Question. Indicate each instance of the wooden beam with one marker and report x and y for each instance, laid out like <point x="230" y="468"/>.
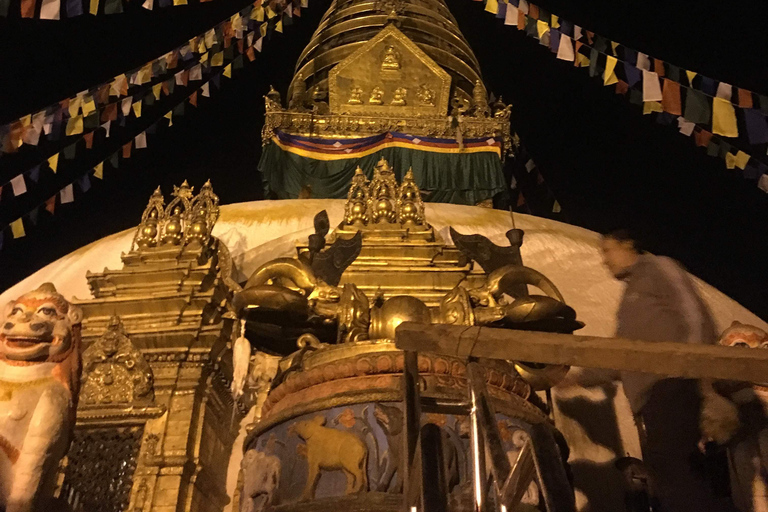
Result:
<point x="663" y="358"/>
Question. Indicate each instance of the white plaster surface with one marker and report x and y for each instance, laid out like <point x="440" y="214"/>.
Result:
<point x="258" y="231"/>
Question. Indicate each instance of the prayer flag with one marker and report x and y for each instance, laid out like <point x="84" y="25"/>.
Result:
<point x="17" y="228"/>
<point x="53" y="162"/>
<point x="724" y="91"/>
<point x="724" y="118"/>
<point x="67" y="194"/>
<point x="671" y="97"/>
<point x="18" y="185"/>
<point x="609" y="75"/>
<point x="651" y="87"/>
<point x="565" y="48"/>
<point x="50" y="10"/>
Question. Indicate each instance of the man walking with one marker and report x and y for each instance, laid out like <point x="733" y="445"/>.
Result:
<point x="660" y="303"/>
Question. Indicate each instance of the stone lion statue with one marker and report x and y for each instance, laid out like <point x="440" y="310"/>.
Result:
<point x="39" y="381"/>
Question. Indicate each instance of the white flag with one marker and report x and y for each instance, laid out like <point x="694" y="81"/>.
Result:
<point x="18" y="184"/>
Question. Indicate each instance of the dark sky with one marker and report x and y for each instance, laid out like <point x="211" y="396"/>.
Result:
<point x="608" y="165"/>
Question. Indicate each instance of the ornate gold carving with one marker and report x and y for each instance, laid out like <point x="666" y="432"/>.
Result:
<point x="376" y="96"/>
<point x="355" y="96"/>
<point x="383" y="194"/>
<point x="175" y="212"/>
<point x="354" y="315"/>
<point x="410" y="207"/>
<point x="398" y="97"/>
<point x="391" y="59"/>
<point x="388" y="65"/>
<point x="154" y="213"/>
<point x="114" y="371"/>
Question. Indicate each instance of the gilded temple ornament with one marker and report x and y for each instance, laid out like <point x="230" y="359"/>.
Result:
<point x="426" y="95"/>
<point x="398" y="98"/>
<point x="355" y="96"/>
<point x="376" y="96"/>
<point x="114" y="371"/>
<point x="391" y="59"/>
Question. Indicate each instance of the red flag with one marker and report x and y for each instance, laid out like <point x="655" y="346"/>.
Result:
<point x="28" y="8"/>
<point x="670" y="97"/>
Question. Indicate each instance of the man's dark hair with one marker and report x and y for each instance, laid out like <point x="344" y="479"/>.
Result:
<point x="625" y="235"/>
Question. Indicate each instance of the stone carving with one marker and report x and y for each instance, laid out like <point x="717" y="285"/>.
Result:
<point x="114" y="371"/>
<point x="262" y="477"/>
<point x="390" y="419"/>
<point x="748" y="450"/>
<point x="39" y="384"/>
<point x="328" y="449"/>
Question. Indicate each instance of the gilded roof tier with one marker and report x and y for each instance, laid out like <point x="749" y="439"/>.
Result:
<point x="349" y="24"/>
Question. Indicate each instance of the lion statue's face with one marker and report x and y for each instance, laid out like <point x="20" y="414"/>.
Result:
<point x="38" y="326"/>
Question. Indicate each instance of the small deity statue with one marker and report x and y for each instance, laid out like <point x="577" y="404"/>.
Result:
<point x="299" y="94"/>
<point x="376" y="96"/>
<point x="272" y="100"/>
<point x="426" y="96"/>
<point x="39" y="385"/>
<point x="355" y="96"/>
<point x="391" y="60"/>
<point x="480" y="100"/>
<point x="398" y="98"/>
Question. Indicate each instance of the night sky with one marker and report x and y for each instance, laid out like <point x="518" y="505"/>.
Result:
<point x="607" y="164"/>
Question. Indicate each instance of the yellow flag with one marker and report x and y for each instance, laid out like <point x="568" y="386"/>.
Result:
<point x="742" y="159"/>
<point x="609" y="76"/>
<point x="17" y="228"/>
<point x="542" y="28"/>
<point x="724" y="118"/>
<point x="75" y="125"/>
<point x="652" y="106"/>
<point x="74" y="106"/>
<point x="88" y="106"/>
<point x="53" y="162"/>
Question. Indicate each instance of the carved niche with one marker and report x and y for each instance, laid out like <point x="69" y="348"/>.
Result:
<point x="114" y="371"/>
<point x="389" y="75"/>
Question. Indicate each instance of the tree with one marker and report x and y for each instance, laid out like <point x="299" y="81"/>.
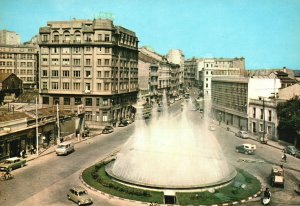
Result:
<point x="289" y="120"/>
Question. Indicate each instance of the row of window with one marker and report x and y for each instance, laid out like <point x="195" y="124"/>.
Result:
<point x="18" y="56"/>
<point x="87" y="86"/>
<point x="77" y="74"/>
<point x="262" y="112"/>
<point x="19" y="64"/>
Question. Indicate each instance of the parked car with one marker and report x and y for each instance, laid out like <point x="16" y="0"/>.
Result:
<point x="107" y="130"/>
<point x="79" y="195"/>
<point x="12" y="163"/>
<point x="65" y="148"/>
<point x="123" y="123"/>
<point x="246" y="148"/>
<point x="292" y="151"/>
<point x="277" y="176"/>
<point x="242" y="134"/>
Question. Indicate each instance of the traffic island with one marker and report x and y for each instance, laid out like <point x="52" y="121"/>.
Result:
<point x="242" y="188"/>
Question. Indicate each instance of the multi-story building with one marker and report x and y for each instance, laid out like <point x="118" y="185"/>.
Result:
<point x="231" y="97"/>
<point x="163" y="75"/>
<point x="9" y="37"/>
<point x="91" y="63"/>
<point x="21" y="60"/>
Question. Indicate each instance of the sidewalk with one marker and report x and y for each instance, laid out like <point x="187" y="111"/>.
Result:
<point x="52" y="148"/>
<point x="276" y="144"/>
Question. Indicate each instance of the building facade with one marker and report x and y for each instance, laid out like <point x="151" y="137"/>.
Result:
<point x="21" y="60"/>
<point x="9" y="37"/>
<point x="90" y="63"/>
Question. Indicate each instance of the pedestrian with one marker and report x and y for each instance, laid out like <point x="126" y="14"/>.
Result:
<point x="23" y="153"/>
<point x="31" y="149"/>
<point x="284" y="157"/>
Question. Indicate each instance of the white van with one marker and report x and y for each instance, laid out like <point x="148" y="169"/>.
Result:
<point x="65" y="148"/>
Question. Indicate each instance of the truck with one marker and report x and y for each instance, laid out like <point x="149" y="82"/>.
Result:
<point x="246" y="148"/>
<point x="277" y="176"/>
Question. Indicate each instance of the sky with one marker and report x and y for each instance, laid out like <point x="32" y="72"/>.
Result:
<point x="265" y="32"/>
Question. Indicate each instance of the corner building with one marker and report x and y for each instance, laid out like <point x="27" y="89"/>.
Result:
<point x="90" y="64"/>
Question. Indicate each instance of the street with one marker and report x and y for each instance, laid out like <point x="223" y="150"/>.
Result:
<point x="46" y="180"/>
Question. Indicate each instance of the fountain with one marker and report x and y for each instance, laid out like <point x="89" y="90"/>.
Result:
<point x="171" y="152"/>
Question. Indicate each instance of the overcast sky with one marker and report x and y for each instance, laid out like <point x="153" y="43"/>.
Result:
<point x="265" y="32"/>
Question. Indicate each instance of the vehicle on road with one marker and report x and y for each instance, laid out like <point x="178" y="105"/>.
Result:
<point x="242" y="134"/>
<point x="292" y="151"/>
<point x="12" y="163"/>
<point x="79" y="195"/>
<point x="277" y="176"/>
<point x="246" y="148"/>
<point x="107" y="130"/>
<point x="123" y="123"/>
<point x="65" y="148"/>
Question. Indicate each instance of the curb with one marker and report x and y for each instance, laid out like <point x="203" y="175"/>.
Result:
<point x="109" y="196"/>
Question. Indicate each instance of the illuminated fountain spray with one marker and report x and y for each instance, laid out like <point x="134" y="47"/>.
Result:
<point x="171" y="153"/>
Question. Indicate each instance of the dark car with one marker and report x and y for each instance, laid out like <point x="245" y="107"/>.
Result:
<point x="123" y="123"/>
<point x="292" y="151"/>
<point x="107" y="130"/>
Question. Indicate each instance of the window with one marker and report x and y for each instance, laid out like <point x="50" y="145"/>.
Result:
<point x="65" y="50"/>
<point x="66" y="85"/>
<point x="88" y="102"/>
<point x="104" y="117"/>
<point x="45" y="100"/>
<point x="76" y="86"/>
<point x="88" y="49"/>
<point x="67" y="101"/>
<point x="106" y="37"/>
<point x="88" y="116"/>
<point x="88" y="62"/>
<point x="44" y="38"/>
<point x="77" y="100"/>
<point x="99" y="85"/>
<point x="106" y="62"/>
<point x="54" y="50"/>
<point x="54" y="61"/>
<point x="106" y="86"/>
<point x="66" y="73"/>
<point x="88" y="74"/>
<point x="55" y="100"/>
<point x="66" y="61"/>
<point x="54" y="73"/>
<point x="87" y="87"/>
<point x="76" y="62"/>
<point x="106" y="74"/>
<point x="97" y="101"/>
<point x="270" y="115"/>
<point x="99" y="62"/>
<point x="76" y="73"/>
<point x="261" y="113"/>
<point x="54" y="85"/>
<point x="105" y="102"/>
<point x="44" y="85"/>
<point x="76" y="50"/>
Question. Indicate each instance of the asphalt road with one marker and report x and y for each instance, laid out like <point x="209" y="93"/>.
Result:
<point x="46" y="180"/>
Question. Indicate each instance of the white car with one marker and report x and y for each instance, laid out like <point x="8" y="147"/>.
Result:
<point x="242" y="134"/>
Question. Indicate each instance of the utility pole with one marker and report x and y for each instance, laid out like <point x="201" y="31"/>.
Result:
<point x="58" y="129"/>
<point x="264" y="120"/>
<point x="36" y="128"/>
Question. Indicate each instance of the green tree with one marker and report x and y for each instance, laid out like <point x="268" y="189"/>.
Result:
<point x="289" y="120"/>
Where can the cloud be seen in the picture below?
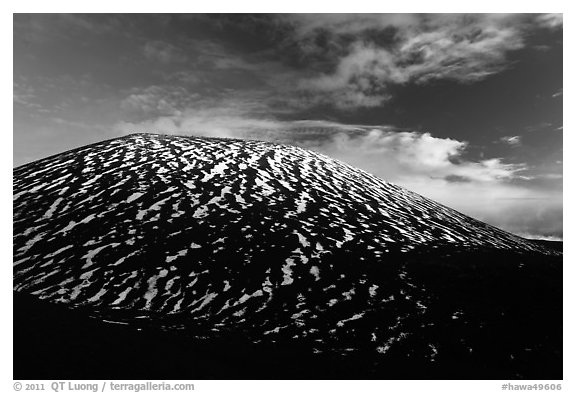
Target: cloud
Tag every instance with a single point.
(163, 52)
(513, 141)
(368, 53)
(431, 166)
(551, 21)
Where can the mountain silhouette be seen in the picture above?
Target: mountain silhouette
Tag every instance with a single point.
(257, 260)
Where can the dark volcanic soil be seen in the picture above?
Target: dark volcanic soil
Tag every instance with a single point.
(190, 258)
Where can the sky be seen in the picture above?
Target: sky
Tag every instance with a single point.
(465, 109)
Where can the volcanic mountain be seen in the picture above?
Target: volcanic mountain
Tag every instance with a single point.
(259, 260)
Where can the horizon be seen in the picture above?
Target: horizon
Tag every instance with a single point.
(462, 109)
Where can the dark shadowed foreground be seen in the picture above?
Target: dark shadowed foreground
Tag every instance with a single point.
(191, 258)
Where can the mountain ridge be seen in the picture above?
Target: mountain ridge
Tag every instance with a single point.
(284, 245)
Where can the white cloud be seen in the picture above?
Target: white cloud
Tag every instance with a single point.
(163, 52)
(422, 48)
(515, 140)
(551, 21)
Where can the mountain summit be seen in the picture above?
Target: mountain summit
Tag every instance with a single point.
(286, 247)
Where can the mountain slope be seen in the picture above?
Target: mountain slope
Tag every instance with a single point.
(280, 244)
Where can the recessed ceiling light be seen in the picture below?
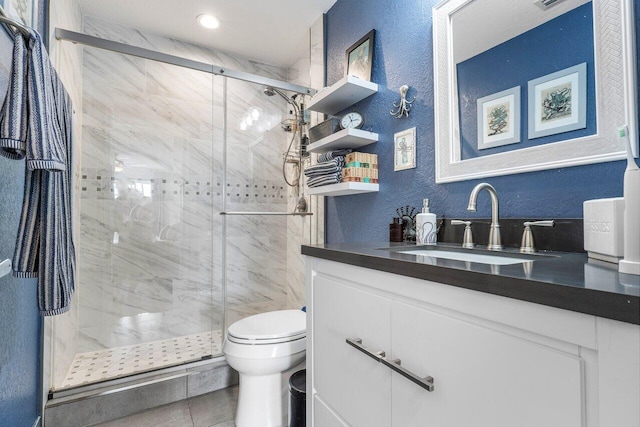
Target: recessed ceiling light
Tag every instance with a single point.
(208, 21)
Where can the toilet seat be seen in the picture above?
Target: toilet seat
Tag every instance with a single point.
(269, 328)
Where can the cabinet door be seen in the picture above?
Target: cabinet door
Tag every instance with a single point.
(355, 386)
(323, 417)
(482, 377)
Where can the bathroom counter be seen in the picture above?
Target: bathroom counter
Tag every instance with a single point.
(569, 281)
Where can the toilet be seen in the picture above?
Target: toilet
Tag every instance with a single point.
(263, 349)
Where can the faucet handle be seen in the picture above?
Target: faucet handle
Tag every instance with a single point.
(467, 241)
(527, 244)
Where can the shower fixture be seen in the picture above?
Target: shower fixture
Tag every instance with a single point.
(295, 125)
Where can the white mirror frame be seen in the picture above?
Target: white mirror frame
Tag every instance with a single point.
(616, 92)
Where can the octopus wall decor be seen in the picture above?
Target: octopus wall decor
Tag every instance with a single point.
(404, 106)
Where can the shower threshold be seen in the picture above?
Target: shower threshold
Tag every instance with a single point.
(118, 362)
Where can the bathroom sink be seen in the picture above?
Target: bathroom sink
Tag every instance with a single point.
(482, 258)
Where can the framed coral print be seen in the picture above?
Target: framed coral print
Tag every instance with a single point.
(499, 119)
(558, 102)
(404, 150)
(360, 57)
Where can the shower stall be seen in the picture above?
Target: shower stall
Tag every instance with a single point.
(185, 220)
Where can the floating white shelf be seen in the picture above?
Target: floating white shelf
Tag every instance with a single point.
(345, 138)
(343, 189)
(342, 94)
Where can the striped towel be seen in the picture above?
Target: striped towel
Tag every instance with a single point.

+ + + +

Return every line from the records above that holds the word "coral".

### OUTPUT:
Where can the framed coral print be seen in the picture above?
Target: framed coral print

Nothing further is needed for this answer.